● Exercise prompt
Please shift every bounding box coordinate by adding -101, and write out all lines again with every other line unchanged, starting at the first line of the items and ending at the line that contains "[198,115,388,148]".

● Records for this task
━━━━━━

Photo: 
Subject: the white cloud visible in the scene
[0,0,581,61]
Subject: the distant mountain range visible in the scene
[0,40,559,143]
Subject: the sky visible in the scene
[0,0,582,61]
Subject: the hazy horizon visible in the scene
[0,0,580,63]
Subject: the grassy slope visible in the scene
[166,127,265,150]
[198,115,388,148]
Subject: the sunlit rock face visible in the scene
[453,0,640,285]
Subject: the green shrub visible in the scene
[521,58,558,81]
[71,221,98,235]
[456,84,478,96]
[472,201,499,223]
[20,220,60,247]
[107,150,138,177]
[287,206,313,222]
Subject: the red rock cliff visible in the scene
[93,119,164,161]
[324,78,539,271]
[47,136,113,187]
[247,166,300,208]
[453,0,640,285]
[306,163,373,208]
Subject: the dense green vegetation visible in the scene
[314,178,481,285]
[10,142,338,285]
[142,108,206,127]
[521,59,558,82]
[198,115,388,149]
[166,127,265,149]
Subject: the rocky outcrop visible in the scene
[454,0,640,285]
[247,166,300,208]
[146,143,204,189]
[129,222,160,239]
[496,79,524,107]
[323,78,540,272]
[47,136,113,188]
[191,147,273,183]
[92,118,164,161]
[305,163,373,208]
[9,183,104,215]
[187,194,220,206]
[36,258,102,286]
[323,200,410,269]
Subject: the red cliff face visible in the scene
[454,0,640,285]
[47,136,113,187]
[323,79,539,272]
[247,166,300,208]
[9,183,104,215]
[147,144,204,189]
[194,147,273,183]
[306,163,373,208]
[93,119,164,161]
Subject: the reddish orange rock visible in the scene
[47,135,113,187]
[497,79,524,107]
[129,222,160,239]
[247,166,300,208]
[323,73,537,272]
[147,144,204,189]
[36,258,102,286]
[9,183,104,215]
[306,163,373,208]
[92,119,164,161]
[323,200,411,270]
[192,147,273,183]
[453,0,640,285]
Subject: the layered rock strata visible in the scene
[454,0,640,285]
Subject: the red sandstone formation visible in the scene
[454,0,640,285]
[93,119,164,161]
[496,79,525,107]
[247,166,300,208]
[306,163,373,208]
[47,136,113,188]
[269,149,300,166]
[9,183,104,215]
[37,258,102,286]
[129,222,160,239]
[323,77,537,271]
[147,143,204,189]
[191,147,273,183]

━━━━━━

● Solution
Photo: 
Subject: the white cloud visible in the scene
[-101,-101,480,-40]
Subject: the distant mountain range visible in the scene
[-101,-61,458,42]
Subject: the sky visible in the scene
[-101,-101,481,-40]
Subject: the hazy horizon visible in the scene
[-101,-101,479,-38]
Subject: the grassy slope visible in the scene
[65,26,164,49]
[97,14,287,47]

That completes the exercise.